_Saved entries_

══════════════════════════════

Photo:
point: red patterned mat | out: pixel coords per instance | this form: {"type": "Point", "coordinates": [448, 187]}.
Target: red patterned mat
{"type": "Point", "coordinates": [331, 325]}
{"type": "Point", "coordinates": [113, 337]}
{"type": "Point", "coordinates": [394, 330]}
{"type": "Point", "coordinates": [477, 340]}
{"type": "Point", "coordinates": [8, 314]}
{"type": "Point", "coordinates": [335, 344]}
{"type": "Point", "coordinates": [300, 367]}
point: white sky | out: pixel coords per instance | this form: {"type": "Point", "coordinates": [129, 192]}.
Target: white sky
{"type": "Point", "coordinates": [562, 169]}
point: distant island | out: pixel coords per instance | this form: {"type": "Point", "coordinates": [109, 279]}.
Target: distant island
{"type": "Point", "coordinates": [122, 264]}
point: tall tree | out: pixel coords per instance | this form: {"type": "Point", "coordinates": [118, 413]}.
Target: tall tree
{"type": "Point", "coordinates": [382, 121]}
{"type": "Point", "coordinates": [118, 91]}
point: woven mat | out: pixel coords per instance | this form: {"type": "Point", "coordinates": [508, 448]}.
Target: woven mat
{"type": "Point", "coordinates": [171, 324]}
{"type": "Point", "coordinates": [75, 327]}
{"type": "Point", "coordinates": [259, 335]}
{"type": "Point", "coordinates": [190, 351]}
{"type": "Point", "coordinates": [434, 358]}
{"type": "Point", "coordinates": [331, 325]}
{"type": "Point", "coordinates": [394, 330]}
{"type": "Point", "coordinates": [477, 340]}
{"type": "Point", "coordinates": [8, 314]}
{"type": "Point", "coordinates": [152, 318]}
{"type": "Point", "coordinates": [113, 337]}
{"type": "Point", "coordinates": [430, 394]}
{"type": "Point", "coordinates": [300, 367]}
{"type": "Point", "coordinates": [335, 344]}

══════════════════════════════

Each line of the entries above that includes the string "coords" should be copied out.

_Answer to this task_
point: red patterned mat | out: pixel coords per instance | this form: {"type": "Point", "coordinates": [448, 187]}.
point: white sky | out: pixel coords per instance | this form: {"type": "Point", "coordinates": [129, 192]}.
point: distant island | out: pixel coords per instance | this form: {"type": "Point", "coordinates": [109, 279]}.
point: tall tree | out: pixel coords per instance | this form: {"type": "Point", "coordinates": [118, 413]}.
point: woven mat | out: pixel coords per instance | this form: {"type": "Point", "coordinates": [508, 448]}.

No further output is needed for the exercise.